▸ Entries provided:
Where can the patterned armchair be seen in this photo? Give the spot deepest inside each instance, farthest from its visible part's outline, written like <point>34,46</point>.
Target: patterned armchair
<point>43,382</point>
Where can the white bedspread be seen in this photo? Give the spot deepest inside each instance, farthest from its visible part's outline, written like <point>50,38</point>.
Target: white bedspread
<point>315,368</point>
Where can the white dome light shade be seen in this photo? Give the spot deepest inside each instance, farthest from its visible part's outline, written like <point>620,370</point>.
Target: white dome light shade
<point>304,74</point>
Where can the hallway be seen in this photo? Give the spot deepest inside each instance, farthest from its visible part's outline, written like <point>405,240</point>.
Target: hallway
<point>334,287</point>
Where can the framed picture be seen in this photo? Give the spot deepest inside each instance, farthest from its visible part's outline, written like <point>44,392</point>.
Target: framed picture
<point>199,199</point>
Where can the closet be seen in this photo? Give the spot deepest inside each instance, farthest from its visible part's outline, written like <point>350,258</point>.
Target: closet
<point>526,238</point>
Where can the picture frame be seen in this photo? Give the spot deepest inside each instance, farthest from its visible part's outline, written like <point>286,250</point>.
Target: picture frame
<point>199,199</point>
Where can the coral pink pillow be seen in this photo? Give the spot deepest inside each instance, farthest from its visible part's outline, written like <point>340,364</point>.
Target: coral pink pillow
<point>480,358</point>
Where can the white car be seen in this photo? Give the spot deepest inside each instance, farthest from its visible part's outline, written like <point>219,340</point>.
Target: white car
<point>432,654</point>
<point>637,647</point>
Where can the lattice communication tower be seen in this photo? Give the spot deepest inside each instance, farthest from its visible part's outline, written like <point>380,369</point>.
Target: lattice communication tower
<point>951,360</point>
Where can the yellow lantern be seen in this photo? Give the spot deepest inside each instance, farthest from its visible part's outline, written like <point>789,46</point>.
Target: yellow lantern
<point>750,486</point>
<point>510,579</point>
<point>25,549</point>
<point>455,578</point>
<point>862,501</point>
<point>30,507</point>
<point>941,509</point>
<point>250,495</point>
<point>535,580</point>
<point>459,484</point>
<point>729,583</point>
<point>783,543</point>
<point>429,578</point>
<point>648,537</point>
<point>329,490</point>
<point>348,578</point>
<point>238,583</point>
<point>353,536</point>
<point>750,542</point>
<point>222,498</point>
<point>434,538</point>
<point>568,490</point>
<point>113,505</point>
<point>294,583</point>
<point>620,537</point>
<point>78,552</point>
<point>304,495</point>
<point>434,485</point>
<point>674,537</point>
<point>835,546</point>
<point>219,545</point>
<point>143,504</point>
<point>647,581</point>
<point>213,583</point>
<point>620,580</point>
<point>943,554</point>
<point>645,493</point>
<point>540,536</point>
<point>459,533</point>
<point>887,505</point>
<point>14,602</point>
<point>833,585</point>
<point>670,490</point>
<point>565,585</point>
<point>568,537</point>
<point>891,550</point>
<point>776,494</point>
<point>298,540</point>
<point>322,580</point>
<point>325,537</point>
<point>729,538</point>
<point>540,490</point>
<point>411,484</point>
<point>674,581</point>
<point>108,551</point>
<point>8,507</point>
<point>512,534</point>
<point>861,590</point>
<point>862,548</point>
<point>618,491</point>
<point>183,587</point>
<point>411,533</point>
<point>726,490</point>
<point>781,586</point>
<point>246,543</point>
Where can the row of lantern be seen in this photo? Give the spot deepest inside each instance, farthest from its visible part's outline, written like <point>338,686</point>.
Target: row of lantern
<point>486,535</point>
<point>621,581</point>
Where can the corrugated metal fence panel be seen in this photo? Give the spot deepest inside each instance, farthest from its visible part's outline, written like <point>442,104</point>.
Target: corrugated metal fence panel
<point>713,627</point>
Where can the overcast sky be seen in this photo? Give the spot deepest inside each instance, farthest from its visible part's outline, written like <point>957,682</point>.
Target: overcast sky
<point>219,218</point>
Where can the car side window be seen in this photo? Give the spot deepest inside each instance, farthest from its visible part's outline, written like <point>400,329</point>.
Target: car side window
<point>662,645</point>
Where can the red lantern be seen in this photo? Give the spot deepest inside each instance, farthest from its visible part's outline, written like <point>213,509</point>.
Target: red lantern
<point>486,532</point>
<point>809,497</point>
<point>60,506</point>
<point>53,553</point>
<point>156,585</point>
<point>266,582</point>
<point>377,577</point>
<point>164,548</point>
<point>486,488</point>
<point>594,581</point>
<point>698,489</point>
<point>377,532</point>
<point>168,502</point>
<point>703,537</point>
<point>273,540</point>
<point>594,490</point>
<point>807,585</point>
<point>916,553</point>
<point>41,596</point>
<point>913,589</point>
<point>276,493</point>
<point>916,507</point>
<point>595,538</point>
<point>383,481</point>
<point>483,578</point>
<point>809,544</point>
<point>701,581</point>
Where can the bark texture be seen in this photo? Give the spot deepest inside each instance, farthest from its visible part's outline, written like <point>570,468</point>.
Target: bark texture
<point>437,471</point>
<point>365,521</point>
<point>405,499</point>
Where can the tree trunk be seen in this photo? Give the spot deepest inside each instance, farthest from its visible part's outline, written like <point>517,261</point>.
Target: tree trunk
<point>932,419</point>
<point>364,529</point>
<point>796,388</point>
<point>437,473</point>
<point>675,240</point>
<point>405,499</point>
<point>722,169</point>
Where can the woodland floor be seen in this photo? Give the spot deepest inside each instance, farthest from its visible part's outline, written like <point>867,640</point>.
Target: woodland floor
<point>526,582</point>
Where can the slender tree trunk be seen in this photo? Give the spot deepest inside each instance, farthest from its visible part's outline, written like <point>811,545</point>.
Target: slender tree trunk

▸ Instructions to follow:
In the entries above, find the line holding "Target: lattice communication tower" and the line holding "Where can the yellow", then retype exactly those two lines and every line between them, and nothing else.

▸ Solved exercise:
Target: lattice communication tower
<point>951,360</point>
Where can the yellow lantern be seen in this photo? Give the spot deepest inside each instance, farthest from its visible part's outline, written like <point>789,46</point>.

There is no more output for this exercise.